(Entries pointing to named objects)
++++++++++++++++++++
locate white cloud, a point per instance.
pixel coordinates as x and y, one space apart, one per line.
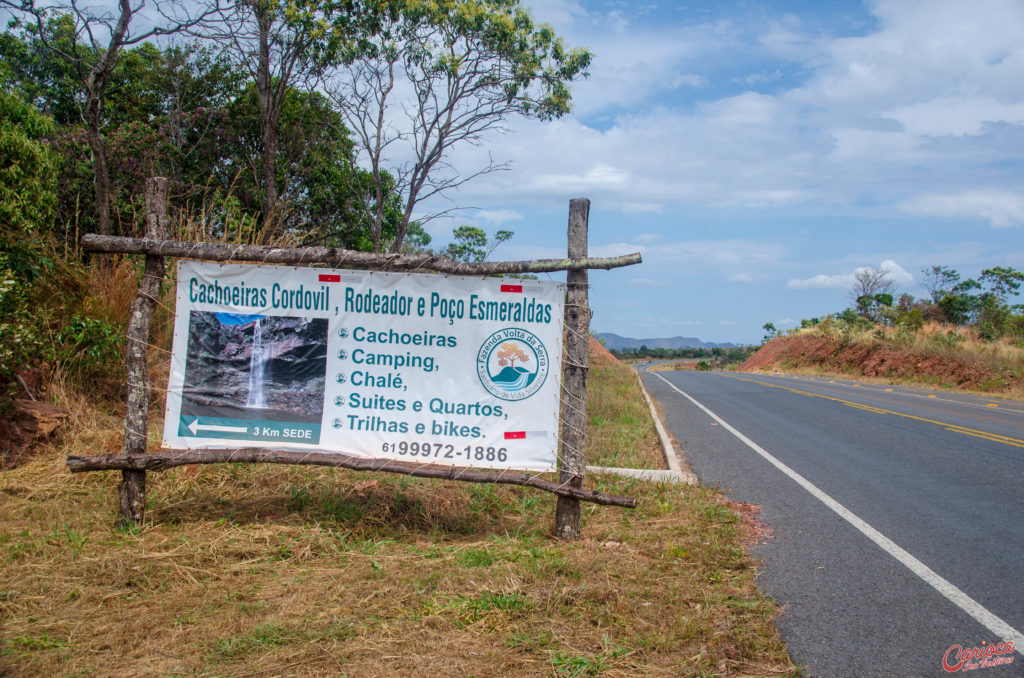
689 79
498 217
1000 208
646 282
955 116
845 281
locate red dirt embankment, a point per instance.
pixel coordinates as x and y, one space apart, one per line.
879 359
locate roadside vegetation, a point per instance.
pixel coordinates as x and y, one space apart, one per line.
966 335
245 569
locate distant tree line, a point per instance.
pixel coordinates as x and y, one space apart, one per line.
++++++++++++++++++++
> _REQUIRED WORK_: Please print every line of the entries above verbatim, leaving the pictures out.

> _EXPECTED ANSWER_:
locate white cloud, a point per instance.
pixel coordinates as x and y, one space apart, one per line.
689 79
498 217
1000 208
646 282
955 116
845 281
locate red dirt embankment, a point per instance.
pixel coordinates as x and y, one space apart, one per line.
879 359
locate roadside vegetation, a point per instance.
pixel coordinates as x and y, one space apart, one per line.
966 335
245 569
locate distant tree line, a point per instance.
pixel coordinates as x and y, one space apart, one per line.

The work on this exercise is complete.